What is required
Can you copy the items below word for word, starting at the line containing "Tag one point on each instance of the black" and ending at the last line of the items?

Exercise inputs

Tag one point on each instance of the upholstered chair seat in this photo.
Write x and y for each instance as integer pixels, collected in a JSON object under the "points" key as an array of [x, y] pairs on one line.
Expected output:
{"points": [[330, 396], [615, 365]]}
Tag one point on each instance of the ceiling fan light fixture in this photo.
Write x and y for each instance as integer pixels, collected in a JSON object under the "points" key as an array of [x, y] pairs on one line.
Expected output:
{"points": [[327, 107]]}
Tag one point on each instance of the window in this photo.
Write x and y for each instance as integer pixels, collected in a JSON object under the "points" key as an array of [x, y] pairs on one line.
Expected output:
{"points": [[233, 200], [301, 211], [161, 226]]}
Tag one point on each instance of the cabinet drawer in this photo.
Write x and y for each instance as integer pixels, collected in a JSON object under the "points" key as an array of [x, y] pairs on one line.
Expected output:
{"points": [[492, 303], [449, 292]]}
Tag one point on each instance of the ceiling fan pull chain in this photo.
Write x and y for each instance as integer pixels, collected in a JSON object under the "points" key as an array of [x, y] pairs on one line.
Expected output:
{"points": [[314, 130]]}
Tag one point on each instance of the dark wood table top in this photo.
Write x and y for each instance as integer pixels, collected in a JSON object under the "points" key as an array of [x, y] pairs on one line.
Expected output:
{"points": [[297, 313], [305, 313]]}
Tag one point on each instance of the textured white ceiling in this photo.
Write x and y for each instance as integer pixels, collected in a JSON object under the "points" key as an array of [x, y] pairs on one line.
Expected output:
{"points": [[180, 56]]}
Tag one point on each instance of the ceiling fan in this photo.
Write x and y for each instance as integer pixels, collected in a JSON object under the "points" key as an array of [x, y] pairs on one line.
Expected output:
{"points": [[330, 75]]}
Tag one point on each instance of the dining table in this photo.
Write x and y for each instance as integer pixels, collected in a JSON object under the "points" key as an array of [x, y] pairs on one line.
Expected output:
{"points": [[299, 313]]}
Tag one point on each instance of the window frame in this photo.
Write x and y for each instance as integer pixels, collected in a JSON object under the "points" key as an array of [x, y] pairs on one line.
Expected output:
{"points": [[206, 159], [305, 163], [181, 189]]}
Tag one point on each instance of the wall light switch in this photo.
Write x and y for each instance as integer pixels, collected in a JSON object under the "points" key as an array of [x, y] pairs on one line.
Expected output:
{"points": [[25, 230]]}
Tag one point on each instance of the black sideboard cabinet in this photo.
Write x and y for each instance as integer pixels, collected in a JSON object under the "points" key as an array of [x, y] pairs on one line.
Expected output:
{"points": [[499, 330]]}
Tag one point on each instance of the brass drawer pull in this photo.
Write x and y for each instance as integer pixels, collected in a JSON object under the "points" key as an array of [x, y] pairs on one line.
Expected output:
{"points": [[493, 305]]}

Written response
Tag one point on each instance of the black sideboard cabinet in this photo.
Write x and y for each instance as integer pixels, collected in a JSON object under the "points" key as an array of [x, y] pairs on one line.
Expected output:
{"points": [[499, 330]]}
Tag one point on each instance of the brass drawer pull in this photo.
Write x and y for each instance as integer pixels, collected in a JSON object under the "points" key as an array of [x, y] pairs on one line.
Expected output:
{"points": [[493, 305]]}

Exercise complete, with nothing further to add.